**INSTRUCTIONS TO FOLLOW:**
Would you output the following records verbatim and skip the images in them?

━━ DATA FOR PROCESSING ━━

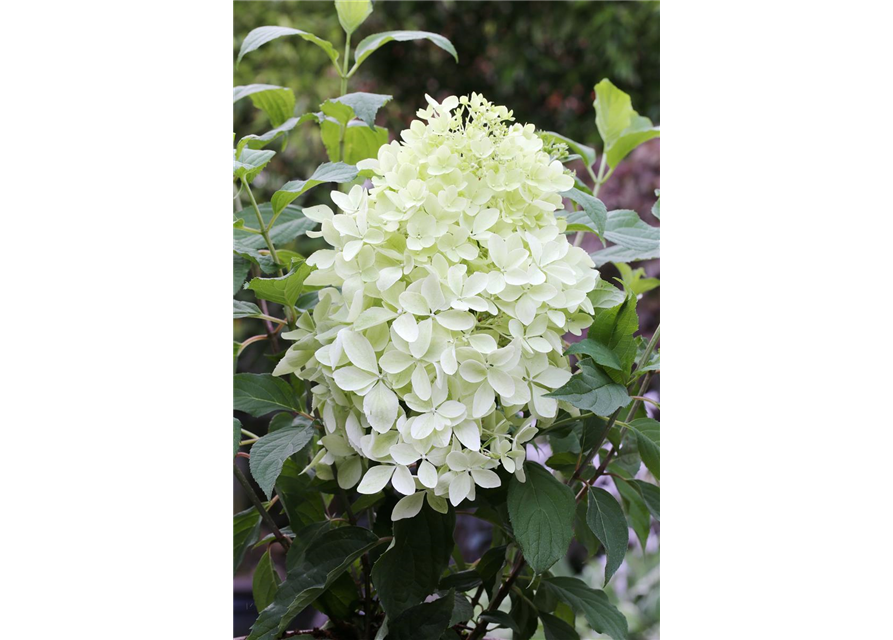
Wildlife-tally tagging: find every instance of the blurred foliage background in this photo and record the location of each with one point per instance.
(540, 58)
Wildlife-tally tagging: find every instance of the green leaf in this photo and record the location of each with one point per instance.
(246, 531)
(653, 498)
(423, 622)
(461, 581)
(602, 616)
(340, 600)
(302, 502)
(290, 224)
(594, 209)
(597, 351)
(541, 512)
(500, 618)
(352, 13)
(648, 438)
(259, 141)
(277, 102)
(557, 629)
(260, 393)
(248, 164)
(328, 172)
(592, 390)
(326, 558)
(586, 153)
(361, 142)
(615, 328)
(284, 290)
(605, 295)
(241, 266)
(365, 106)
(265, 582)
(606, 520)
(622, 129)
(270, 452)
(245, 310)
(636, 511)
(371, 44)
(262, 35)
(410, 570)
(634, 239)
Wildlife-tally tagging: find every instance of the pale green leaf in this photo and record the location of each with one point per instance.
(262, 35)
(598, 352)
(585, 152)
(622, 129)
(606, 520)
(284, 290)
(542, 514)
(260, 393)
(328, 172)
(277, 102)
(594, 209)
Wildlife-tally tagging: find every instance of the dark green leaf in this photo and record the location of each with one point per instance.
(607, 522)
(329, 172)
(592, 390)
(265, 582)
(593, 207)
(246, 530)
(462, 610)
(262, 35)
(648, 438)
(270, 452)
(541, 511)
(340, 600)
(237, 436)
(284, 290)
(597, 351)
(557, 629)
(409, 571)
(303, 503)
(241, 266)
(424, 621)
(327, 557)
(243, 309)
(260, 394)
(369, 45)
(636, 511)
(500, 618)
(615, 328)
(602, 616)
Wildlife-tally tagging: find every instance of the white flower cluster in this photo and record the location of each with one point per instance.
(445, 295)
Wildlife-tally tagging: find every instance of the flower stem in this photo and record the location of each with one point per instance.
(264, 514)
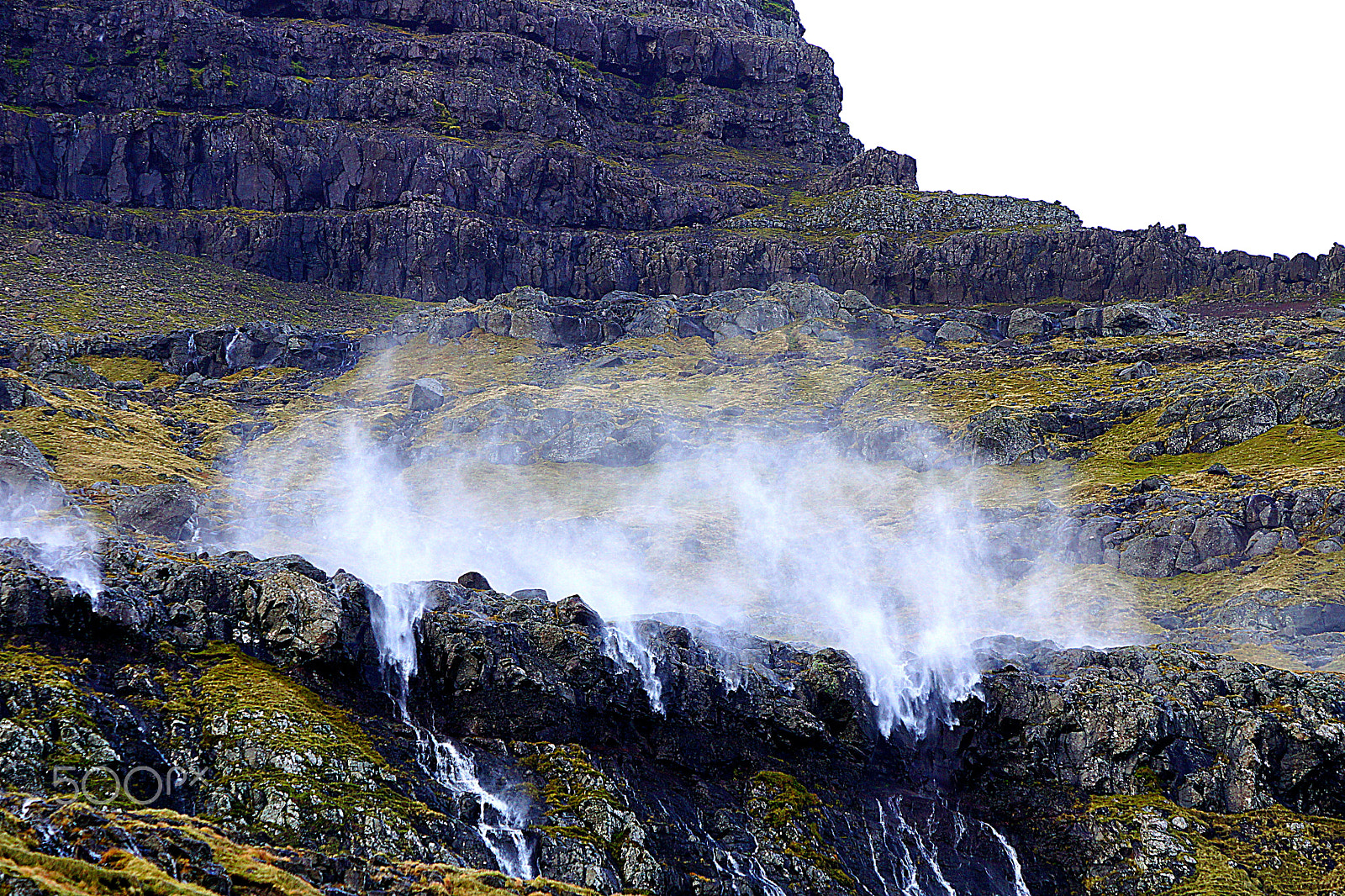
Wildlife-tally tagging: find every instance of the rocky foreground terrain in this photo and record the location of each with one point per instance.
(530, 448)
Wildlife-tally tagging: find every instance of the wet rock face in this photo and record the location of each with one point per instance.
(751, 762)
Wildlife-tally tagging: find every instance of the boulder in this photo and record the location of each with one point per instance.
(474, 580)
(1089, 322)
(806, 299)
(168, 512)
(1001, 436)
(958, 331)
(427, 394)
(1134, 318)
(71, 374)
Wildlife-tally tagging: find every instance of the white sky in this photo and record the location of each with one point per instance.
(1226, 116)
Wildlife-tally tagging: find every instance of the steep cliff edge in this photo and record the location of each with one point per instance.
(434, 151)
(666, 757)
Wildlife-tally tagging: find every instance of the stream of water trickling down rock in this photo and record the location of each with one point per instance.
(918, 845)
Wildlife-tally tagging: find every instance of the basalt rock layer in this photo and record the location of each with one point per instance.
(434, 151)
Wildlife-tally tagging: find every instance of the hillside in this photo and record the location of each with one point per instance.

━━━

**RESPONSE:**
Wildlife-tally tagging: find every instance of the blurred foliage background in this photo and record the location of each with one point per instance.
(540, 58)
Wildlife-tally tagging: find every instance of the green leaf in this photo and record the location of each with one point per instance.
(246, 531)
(653, 498)
(423, 622)
(461, 581)
(602, 616)
(340, 600)
(302, 502)
(290, 224)
(594, 209)
(597, 351)
(541, 512)
(500, 618)
(352, 13)
(648, 438)
(259, 141)
(277, 102)
(557, 629)
(260, 393)
(248, 164)
(328, 172)
(592, 390)
(326, 558)
(586, 153)
(361, 142)
(615, 328)
(284, 290)
(605, 295)
(241, 266)
(365, 106)
(265, 582)
(606, 520)
(622, 129)
(270, 452)
(245, 310)
(636, 511)
(371, 44)
(262, 35)
(410, 570)
(634, 239)
Wildlife-tally tagging: find every instance of the pale green leaf in this photo and record the location of each with one point per instance.
(262, 35)
(598, 352)
(585, 152)
(622, 129)
(606, 520)
(284, 290)
(542, 514)
(260, 393)
(328, 172)
(277, 102)
(594, 209)
Wildlife-tally tagging: find every instance of the dark green leaf in this photo and record the location of each with one point per instance.
(607, 522)
(329, 172)
(592, 390)
(265, 582)
(593, 207)
(246, 530)
(462, 610)
(262, 35)
(648, 438)
(270, 452)
(541, 511)
(340, 600)
(237, 436)
(284, 290)
(597, 351)
(557, 629)
(409, 571)
(303, 503)
(241, 266)
(424, 621)
(327, 557)
(243, 309)
(260, 394)
(369, 45)
(636, 511)
(500, 618)
(615, 328)
(602, 616)
Wildlife-tally tagging: find every instance of the white flower cluster in this photo and record the location of each with one point per instance.
(445, 295)
Wildlife-tally tagging: find every instance of the flower stem in this photo and record the location of each with one point per instance.
(264, 514)
Wildlife-tally tagging: find every instance of the rocky foreground terrain in this photo and record the location of each with one point per instance.
(530, 448)
Wildlife-tally tagging: find every instance of the wet rock face in this photo and record the location of each with one point per instance.
(751, 762)
Wildlife-tally tagging: find every instance of the boulder in this photo and record the location of each with one point per instance.
(474, 580)
(1089, 322)
(806, 299)
(168, 512)
(1001, 436)
(958, 331)
(427, 394)
(1134, 318)
(71, 374)
Wildlife-tally tagging: find every instance of the white sky in this photo and record the location of each with one point per instance.
(1226, 116)
Wildlife-tally tagging: find every instance of the steep cliff edge in this photo and record the location of each with one point per instance.
(434, 151)
(666, 757)
Wildlife-tally tagging: find every instance of the stream of water trickling down rock in this photo and record the location of each with one point per instance.
(918, 845)
Wildlife-tally tagging: find every instance of the basalt rock layer in this photo and record the location of each with one point per instance.
(434, 151)
Wildlife-tally tagging: find every instance of the hillside in this photo and record the location of each with one point per instance.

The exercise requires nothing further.